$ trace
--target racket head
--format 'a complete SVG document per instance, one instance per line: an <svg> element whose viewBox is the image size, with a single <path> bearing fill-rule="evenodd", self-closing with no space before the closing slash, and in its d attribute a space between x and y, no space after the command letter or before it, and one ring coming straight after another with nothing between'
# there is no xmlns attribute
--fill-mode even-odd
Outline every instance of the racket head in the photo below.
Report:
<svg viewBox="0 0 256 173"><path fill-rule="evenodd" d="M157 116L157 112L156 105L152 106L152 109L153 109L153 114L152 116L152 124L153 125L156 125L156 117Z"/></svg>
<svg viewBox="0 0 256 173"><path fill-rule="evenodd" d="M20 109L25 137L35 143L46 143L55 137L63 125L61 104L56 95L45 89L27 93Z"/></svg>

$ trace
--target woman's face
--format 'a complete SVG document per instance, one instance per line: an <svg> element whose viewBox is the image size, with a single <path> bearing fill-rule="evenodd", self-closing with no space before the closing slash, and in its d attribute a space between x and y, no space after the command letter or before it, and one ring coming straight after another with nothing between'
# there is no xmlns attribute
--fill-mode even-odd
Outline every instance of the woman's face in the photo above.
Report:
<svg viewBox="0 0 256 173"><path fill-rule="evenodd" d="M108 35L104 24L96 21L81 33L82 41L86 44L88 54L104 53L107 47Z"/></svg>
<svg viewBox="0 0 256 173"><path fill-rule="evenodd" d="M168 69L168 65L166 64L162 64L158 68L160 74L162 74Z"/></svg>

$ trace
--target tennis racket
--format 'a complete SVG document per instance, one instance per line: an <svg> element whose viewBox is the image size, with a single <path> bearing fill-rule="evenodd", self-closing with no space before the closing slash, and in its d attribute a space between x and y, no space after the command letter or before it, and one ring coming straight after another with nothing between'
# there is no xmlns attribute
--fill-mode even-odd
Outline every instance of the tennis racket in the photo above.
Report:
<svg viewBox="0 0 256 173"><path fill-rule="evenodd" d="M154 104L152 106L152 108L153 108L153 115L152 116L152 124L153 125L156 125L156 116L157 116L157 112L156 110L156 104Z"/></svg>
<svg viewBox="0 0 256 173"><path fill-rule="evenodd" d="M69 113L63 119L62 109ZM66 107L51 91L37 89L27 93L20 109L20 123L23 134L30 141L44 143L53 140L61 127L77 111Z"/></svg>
● ● ● ●
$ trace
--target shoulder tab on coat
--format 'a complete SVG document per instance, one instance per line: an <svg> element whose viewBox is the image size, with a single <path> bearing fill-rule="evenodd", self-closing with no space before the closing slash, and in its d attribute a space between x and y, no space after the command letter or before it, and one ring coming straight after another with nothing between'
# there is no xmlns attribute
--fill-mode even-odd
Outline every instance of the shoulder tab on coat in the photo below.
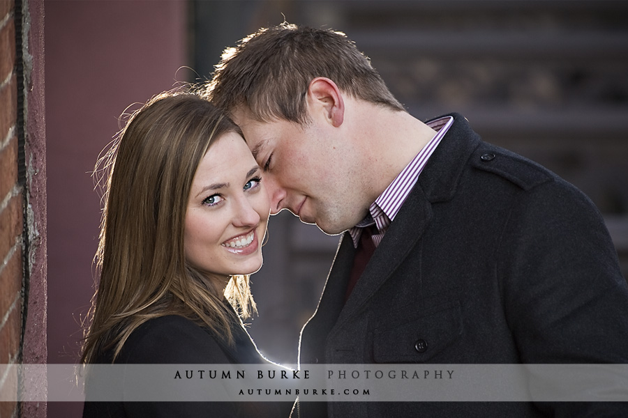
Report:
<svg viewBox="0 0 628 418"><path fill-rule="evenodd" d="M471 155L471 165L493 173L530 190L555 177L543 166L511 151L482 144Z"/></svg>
● ● ● ●
Which lines of the records contain the word "coat"? Extract each of them.

--target shoulder tab on coat
Outline every instance of the shoulder tab on coat in the photo below.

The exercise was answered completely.